* _Teks_
____________

Terakhir diperbarui Pada 10 September 2024 at 12:59 pm
India sebagai importir CPO terbesar dari Indonesia, resmi kembali menurunkan tarif bea masuk CPO dan produk olahannya terhadap negara-negara ASEAN pada awal tahun 2020 ini. Setelah sebelumnya di tahun 2019, India pernah sekali memangkas tarif bea masuk komoditas CPO. Tentu realisasi penurunan tarif bea masuk komoditas CPO ini disambut positif oleh sejumlah negara, termasuk juga oleh Indonesia. Jika demikian adanya, apakah dengan turunnya tarif bea masuk CPO dan produk olahannya tersebut, menjadi peluang yang baik bagi perkembangan sektor CPO Indonesia khususnya di sepanjang tahun 2020 ini ?

____________

* _Tugas yang Diberikan_
Lanjutkan teks tentang penurunan tarif bea masuk CPO oleh India, dimulai sesudah kalimat terakhirnya.

* _Informasi yang Disediakan_
____________

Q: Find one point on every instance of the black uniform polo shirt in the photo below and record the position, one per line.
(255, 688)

____________

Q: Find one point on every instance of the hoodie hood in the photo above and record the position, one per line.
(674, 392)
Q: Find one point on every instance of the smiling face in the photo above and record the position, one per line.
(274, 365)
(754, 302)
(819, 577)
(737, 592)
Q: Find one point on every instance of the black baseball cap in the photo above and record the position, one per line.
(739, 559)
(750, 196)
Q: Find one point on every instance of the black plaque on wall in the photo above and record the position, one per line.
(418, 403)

____________

* _Jawaban Tertulis_
Sebelum memasuki pembahasan lebih jauh, ada baiknya jika kita review kembali pada topik India yang menaikkan tarif bea masuk CPO dan produk olahannya sejak tahun 2017 lalu…
[Baca lagi : Perkembangan Bea Cukai CPO ke India, Dan Apa Dampaknya Bagi Emiten CPO?]
Daftar Isi
India Resmi Turunkan Tarif Bea Masuk CPO
Awal tahun 2020 ini, India kembali menurunkan tarif bea masuk CPO dan produk olahannya. Sehingga impor CPO yang mulanya sebesar 40%, turun menjadi 37.5%. Sedangkan untuk impor produk olahan CPO dari sebesar 50%, turun menjadi 45%. Penurunan bea masuk itu berlaku bagi seluruh impor CPO India, yakni di sejumlah negara ASEAN. Termasuk juga untuk Indonesia dan Malaysia, di mana India mengimpor sebagian besar CPO dari kedua negara ini.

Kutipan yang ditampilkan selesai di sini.